◆ Do this
Copy out the lines running from the line with "Query: **rock face**" up to and including the line with "Give the mask of the **rock", character for character and nothing else.

◆ Data for this task
----------
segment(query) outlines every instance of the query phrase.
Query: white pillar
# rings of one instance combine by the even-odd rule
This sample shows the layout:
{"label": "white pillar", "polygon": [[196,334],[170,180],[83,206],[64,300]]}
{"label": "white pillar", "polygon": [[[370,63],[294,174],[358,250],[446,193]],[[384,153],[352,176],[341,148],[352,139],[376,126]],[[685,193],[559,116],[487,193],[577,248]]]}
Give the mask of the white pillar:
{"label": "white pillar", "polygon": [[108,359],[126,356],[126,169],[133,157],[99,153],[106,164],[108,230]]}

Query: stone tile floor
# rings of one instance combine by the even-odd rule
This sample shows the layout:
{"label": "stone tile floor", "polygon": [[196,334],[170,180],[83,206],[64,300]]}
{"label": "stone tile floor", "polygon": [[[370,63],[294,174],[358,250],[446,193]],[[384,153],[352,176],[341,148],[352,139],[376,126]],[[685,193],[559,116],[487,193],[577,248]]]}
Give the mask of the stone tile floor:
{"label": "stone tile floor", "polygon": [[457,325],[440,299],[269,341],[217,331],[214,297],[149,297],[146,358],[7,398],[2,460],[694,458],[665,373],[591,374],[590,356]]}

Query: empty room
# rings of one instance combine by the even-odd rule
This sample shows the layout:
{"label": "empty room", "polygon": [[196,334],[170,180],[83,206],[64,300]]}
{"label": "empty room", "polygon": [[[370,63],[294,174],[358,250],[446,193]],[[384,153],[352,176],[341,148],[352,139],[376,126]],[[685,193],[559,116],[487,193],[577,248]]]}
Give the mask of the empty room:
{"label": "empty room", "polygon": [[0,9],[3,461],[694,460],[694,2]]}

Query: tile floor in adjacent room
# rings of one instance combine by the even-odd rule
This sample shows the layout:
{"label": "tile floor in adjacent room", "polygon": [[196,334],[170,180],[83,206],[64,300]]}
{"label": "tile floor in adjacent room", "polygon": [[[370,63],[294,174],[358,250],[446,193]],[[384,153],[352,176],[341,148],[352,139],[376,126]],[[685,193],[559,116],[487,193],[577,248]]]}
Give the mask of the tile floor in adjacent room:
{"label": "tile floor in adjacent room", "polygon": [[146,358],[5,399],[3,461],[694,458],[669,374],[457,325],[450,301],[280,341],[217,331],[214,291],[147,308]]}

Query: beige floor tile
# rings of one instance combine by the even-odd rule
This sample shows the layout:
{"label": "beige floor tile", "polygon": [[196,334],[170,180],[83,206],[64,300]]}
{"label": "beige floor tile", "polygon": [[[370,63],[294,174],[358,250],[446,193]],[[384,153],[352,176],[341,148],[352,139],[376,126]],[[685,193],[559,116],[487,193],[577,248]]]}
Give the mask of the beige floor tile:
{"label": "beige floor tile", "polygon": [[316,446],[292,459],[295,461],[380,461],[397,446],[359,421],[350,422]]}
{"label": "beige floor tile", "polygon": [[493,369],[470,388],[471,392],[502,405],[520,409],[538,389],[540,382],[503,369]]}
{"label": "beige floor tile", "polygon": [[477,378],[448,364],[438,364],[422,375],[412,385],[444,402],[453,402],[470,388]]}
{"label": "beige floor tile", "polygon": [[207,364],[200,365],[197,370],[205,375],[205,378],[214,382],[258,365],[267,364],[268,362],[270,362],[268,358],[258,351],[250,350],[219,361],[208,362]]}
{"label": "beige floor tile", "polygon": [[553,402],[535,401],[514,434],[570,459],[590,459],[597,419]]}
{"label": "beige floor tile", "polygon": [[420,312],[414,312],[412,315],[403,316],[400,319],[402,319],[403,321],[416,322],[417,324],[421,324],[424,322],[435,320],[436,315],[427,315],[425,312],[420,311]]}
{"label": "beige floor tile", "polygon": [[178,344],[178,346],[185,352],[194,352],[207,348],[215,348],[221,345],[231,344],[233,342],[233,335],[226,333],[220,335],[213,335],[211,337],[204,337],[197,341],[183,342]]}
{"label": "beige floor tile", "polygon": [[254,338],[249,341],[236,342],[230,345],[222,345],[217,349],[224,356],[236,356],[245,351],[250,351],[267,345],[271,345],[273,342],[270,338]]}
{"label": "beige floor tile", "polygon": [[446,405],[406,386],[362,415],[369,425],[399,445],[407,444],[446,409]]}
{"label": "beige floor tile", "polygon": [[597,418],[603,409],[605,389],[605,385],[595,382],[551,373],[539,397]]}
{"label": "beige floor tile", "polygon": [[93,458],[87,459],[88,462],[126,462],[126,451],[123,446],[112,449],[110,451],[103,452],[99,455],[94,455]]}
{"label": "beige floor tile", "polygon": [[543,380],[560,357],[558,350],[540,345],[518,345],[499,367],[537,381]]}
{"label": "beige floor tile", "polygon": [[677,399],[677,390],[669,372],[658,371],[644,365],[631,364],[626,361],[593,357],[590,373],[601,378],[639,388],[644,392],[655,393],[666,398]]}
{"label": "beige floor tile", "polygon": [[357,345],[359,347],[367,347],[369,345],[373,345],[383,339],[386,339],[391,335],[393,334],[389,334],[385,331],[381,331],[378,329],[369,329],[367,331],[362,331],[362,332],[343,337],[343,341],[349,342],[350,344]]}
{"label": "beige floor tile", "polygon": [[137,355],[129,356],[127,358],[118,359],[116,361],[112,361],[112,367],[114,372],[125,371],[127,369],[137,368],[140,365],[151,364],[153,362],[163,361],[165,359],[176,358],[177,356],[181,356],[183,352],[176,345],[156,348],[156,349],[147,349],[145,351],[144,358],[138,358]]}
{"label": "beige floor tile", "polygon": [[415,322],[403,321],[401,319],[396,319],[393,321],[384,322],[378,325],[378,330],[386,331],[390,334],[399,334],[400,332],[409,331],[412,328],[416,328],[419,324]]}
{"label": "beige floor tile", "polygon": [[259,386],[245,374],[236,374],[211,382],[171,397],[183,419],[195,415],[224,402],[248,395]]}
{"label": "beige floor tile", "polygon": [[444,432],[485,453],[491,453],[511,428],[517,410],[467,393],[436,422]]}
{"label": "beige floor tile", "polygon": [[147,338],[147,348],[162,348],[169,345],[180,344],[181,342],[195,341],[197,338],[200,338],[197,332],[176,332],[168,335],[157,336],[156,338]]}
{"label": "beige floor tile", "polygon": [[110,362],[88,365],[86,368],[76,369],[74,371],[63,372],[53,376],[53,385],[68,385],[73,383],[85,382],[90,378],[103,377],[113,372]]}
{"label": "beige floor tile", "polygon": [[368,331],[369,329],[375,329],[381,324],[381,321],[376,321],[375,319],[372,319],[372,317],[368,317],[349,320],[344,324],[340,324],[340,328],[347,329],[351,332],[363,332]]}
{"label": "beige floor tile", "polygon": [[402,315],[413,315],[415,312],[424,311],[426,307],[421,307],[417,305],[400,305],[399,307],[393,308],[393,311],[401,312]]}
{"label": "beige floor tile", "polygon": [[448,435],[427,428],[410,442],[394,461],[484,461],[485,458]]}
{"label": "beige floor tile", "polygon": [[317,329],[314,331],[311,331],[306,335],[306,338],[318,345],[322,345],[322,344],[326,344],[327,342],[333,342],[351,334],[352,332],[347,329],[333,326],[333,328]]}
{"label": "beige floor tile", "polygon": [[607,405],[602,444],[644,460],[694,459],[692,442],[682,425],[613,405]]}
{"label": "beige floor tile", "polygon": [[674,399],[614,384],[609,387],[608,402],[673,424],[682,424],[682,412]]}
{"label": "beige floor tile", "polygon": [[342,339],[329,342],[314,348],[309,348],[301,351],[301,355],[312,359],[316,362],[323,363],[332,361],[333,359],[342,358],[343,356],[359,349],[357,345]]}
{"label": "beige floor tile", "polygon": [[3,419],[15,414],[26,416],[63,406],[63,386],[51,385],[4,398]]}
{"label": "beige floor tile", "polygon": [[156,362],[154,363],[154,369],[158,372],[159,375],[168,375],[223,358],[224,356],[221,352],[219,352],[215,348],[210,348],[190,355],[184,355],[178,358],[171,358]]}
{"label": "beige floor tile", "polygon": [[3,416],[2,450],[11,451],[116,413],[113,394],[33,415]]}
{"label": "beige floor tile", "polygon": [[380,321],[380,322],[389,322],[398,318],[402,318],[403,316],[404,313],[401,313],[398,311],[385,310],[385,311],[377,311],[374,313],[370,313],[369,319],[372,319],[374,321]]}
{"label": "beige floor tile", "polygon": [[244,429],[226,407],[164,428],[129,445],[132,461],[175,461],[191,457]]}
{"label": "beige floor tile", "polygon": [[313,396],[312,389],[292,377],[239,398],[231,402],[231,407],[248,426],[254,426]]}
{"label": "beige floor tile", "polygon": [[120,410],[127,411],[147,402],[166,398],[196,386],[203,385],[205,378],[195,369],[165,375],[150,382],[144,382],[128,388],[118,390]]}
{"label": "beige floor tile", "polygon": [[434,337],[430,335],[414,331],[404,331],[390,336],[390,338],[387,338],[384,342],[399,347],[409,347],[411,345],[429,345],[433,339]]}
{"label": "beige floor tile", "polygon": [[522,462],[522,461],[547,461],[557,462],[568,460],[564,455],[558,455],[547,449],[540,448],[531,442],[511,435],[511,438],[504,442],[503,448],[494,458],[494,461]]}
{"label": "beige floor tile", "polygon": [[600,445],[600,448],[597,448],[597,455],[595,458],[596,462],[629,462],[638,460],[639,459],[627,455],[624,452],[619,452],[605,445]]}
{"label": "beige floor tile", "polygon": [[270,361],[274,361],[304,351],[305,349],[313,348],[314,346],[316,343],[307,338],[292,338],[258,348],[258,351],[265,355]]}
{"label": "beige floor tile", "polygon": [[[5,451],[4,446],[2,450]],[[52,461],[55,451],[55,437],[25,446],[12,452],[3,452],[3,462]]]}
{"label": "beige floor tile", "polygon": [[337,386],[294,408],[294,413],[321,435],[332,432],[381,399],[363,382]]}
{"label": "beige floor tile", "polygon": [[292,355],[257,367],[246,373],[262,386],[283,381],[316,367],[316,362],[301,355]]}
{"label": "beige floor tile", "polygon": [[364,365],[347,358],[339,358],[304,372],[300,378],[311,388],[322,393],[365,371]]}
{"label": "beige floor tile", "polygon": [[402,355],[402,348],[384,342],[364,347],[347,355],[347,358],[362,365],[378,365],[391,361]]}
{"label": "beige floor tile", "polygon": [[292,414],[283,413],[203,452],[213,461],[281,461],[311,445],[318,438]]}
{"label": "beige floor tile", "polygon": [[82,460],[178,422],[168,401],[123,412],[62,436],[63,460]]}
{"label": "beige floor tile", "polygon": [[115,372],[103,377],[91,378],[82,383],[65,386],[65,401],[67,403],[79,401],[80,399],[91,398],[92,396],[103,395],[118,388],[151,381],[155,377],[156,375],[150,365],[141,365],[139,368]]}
----------
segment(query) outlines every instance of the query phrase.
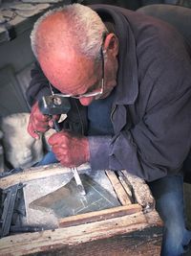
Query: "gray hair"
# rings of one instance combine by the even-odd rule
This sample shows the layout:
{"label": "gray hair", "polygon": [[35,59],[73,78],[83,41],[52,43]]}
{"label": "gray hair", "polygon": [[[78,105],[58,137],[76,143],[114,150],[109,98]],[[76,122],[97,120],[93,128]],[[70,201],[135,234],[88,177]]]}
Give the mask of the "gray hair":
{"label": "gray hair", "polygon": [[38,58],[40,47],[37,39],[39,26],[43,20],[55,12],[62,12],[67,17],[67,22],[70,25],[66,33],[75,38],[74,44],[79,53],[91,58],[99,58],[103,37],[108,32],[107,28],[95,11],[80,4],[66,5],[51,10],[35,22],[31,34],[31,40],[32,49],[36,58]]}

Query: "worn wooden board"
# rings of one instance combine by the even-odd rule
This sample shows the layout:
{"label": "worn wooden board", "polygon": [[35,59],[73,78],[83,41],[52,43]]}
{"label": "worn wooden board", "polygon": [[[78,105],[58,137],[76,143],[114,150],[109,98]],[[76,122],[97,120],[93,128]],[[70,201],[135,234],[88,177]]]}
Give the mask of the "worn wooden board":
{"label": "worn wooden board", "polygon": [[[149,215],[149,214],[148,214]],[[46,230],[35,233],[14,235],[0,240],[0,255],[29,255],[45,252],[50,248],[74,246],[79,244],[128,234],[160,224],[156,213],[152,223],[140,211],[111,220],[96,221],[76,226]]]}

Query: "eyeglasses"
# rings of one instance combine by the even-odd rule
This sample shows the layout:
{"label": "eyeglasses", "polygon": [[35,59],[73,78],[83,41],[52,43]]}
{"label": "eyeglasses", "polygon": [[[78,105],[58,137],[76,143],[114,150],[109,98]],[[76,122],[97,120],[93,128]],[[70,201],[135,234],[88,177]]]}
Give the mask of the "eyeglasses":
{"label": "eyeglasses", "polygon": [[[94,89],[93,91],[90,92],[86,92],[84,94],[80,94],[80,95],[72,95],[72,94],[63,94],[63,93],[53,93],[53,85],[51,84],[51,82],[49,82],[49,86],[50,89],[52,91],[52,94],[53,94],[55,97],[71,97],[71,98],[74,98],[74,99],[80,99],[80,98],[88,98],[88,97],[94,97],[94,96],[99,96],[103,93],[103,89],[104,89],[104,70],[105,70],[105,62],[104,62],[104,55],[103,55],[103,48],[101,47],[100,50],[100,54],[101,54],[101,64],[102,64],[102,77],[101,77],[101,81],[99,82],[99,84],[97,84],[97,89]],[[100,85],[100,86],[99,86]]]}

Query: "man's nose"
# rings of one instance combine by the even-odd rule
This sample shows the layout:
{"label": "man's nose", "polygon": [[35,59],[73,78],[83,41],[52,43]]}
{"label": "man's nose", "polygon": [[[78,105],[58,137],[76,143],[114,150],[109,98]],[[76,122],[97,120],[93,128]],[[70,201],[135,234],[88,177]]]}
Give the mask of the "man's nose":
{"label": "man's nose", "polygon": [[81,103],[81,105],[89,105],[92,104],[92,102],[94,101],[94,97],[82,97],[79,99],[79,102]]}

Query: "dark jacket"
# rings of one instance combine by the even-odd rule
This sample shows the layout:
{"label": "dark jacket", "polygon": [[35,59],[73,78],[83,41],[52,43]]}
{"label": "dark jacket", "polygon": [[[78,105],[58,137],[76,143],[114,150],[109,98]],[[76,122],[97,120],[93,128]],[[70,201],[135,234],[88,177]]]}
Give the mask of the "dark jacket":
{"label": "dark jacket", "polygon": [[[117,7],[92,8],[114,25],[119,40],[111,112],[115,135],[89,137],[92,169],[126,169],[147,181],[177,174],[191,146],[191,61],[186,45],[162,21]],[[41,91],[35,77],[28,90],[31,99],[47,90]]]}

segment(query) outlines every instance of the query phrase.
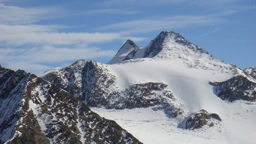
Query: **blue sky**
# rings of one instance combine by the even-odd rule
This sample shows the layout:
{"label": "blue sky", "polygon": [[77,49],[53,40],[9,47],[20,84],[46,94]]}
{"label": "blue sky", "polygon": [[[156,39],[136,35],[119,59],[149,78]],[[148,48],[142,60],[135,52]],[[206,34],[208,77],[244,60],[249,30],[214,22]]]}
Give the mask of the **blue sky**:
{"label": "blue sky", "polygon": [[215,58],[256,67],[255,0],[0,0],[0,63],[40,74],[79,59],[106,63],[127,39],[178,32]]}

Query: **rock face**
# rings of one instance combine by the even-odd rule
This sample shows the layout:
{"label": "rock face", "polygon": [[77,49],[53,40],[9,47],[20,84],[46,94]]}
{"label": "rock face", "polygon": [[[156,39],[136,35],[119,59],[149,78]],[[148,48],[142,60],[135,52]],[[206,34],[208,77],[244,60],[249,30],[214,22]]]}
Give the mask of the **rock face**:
----------
◆ Answer for this exercise
Query: **rock face**
# rings of one instance combine by the even-odd rule
This sample shows the layout:
{"label": "rock face", "polygon": [[77,49],[53,40],[9,47],[20,84],[46,94]]}
{"label": "rock face", "polygon": [[[156,39],[136,35],[119,59],[149,78]],[[148,48],[142,60],[135,52]],[[206,34],[208,77],[244,60],[249,30],[214,22]]]}
Give the mask of the **rock face**:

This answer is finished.